## begin EXTRACTED MATERIAL

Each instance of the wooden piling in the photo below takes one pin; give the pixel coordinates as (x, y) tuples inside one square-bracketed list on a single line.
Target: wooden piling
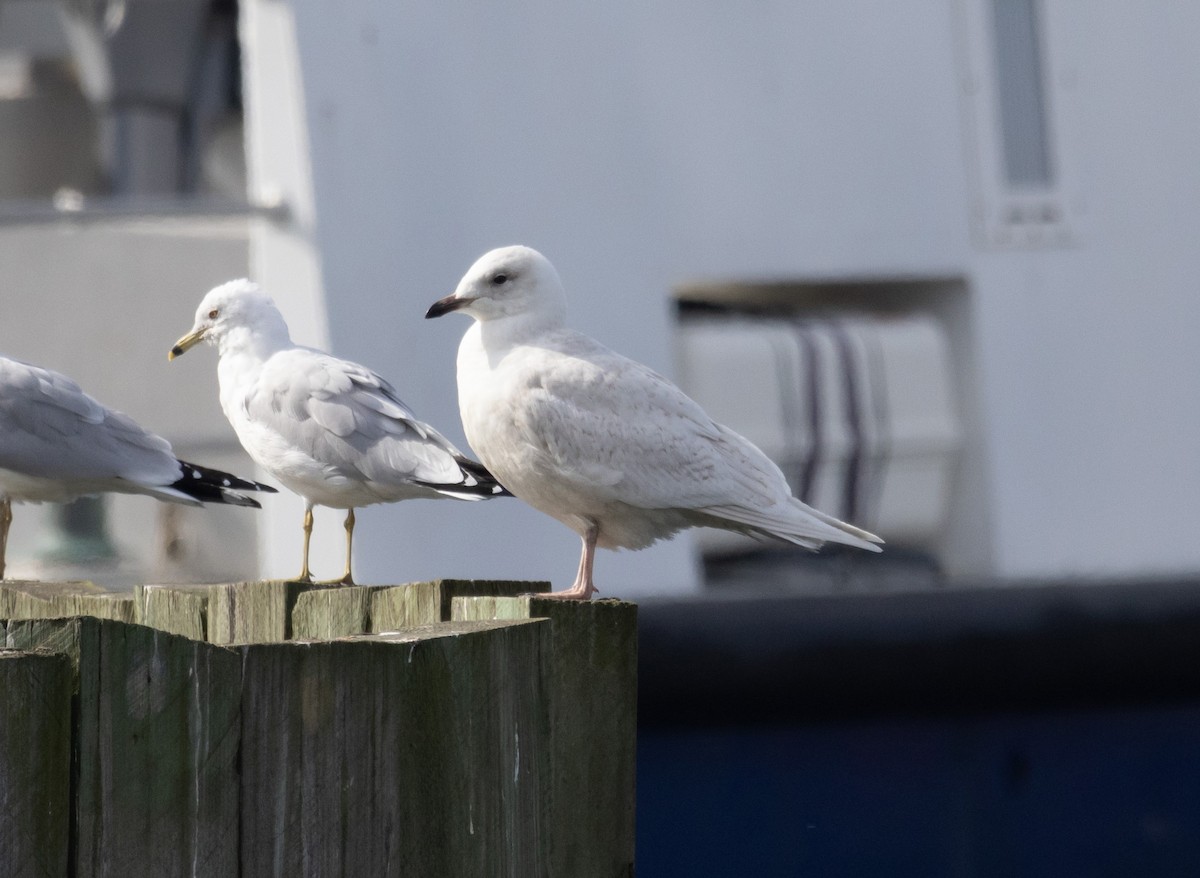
[(497, 744), (35, 762)]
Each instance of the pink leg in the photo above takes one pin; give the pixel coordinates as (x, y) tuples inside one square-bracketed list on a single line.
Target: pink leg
[(583, 588), (5, 521)]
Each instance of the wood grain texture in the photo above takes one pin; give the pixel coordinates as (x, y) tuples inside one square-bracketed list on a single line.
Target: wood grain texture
[(159, 747), (591, 686), (427, 602), (496, 744), (177, 609), (324, 614), (412, 755), (253, 612), (43, 600), (35, 763)]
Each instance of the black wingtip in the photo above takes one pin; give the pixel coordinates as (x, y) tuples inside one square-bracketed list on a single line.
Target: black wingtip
[(209, 485), (477, 485)]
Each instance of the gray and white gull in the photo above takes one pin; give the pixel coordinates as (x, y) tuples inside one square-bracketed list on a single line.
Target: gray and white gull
[(329, 430), (599, 441), (58, 444)]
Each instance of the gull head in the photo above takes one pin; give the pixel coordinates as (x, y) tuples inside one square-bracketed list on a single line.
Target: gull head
[(231, 314), (504, 283)]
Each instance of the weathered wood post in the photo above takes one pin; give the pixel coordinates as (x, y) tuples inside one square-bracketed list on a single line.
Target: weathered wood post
[(35, 762), (354, 732)]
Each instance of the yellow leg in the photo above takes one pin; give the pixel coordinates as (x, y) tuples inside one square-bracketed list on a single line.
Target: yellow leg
[(347, 578), (5, 521), (305, 576)]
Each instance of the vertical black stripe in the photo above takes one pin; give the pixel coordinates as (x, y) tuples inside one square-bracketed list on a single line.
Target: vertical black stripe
[(807, 476)]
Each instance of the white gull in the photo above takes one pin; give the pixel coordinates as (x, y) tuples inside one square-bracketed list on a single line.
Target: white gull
[(329, 430), (599, 441), (58, 444)]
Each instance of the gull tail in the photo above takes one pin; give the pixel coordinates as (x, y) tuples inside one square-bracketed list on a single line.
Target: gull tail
[(208, 485), (795, 522)]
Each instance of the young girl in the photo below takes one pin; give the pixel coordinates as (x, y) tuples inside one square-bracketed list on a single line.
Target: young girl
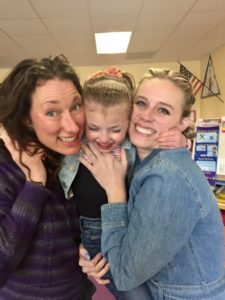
[(108, 99), (169, 235)]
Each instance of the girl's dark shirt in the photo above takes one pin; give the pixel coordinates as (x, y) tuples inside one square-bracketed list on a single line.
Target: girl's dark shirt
[(89, 194)]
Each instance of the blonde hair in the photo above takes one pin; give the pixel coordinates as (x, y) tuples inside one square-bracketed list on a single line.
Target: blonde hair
[(109, 89), (180, 82)]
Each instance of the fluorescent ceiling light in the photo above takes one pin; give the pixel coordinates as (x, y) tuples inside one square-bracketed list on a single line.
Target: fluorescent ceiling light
[(112, 42)]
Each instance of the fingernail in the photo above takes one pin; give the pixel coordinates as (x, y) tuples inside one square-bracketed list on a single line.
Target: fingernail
[(87, 256)]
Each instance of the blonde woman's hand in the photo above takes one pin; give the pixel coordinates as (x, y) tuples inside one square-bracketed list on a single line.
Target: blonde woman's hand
[(173, 138), (22, 159), (96, 267), (108, 170)]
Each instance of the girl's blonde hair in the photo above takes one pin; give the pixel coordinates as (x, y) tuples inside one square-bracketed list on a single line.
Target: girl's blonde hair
[(109, 88)]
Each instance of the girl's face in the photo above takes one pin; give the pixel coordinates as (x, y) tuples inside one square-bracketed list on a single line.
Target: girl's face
[(57, 116), (106, 128), (158, 106)]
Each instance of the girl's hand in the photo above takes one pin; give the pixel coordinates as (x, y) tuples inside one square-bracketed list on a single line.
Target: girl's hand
[(173, 138), (96, 268), (109, 171), (22, 159)]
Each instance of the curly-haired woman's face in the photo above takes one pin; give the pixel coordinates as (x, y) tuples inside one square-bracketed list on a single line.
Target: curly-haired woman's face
[(57, 116)]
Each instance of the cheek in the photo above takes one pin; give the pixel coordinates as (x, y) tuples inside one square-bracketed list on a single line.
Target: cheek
[(80, 121), (91, 135)]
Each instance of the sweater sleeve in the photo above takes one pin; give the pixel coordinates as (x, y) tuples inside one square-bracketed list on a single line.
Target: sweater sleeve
[(21, 204)]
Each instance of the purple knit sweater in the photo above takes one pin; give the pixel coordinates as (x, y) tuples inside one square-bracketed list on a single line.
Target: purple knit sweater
[(39, 240)]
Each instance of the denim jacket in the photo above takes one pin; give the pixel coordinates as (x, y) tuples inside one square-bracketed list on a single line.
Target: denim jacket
[(70, 164), (169, 235)]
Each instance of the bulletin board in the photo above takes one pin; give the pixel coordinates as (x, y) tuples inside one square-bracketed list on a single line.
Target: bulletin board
[(208, 148)]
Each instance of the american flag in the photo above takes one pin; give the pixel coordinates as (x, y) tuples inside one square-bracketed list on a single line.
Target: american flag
[(195, 82)]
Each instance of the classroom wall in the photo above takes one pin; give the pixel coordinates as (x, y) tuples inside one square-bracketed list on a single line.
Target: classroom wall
[(212, 107), (209, 107), (137, 70)]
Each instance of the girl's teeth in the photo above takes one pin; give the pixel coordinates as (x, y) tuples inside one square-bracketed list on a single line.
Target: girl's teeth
[(67, 139), (144, 130)]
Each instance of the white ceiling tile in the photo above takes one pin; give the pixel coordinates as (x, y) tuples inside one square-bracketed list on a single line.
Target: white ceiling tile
[(115, 7), (151, 22), (171, 28), (60, 8), (10, 9), (59, 26), (114, 23), (209, 6), (200, 20), (22, 27), (162, 6)]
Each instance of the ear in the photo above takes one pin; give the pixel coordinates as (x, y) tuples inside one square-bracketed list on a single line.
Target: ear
[(185, 123)]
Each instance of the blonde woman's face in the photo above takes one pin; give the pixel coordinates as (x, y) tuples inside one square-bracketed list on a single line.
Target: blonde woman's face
[(158, 106), (106, 128)]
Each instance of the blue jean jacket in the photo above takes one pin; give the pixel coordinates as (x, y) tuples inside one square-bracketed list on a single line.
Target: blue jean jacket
[(169, 235)]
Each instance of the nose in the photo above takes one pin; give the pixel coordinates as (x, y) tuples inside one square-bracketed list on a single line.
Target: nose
[(149, 114), (69, 123), (104, 137)]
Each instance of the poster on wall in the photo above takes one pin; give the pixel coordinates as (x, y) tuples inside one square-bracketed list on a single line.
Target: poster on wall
[(206, 148), (210, 85), (221, 153)]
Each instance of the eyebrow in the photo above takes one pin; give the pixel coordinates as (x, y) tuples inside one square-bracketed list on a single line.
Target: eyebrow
[(161, 102), (113, 127)]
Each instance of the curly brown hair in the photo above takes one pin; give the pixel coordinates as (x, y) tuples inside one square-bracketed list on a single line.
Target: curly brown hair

## end EXTRACTED MATERIAL

_INSTRUCTIONS TO FOLLOW_
Rescale the rows from the line with "Each instance of the girl's hand" up to and including the line with "[(173, 138), (96, 268), (109, 171), (22, 159)]". Reproduce every line in that span, requests included, but multiply each x and y coordinate in the answer lists by 0.9 and round it to a whole number, with halves rounded up.

_RESPONSE TO THIS EXERCISE_
Each instance of the girl's hand in the photo above takes one pin; give the pixel coordinates as (x, y) tuples inside one square-bracketed list on a single line.
Target: girl's hand
[(156, 124), (86, 241), (98, 154), (20, 143)]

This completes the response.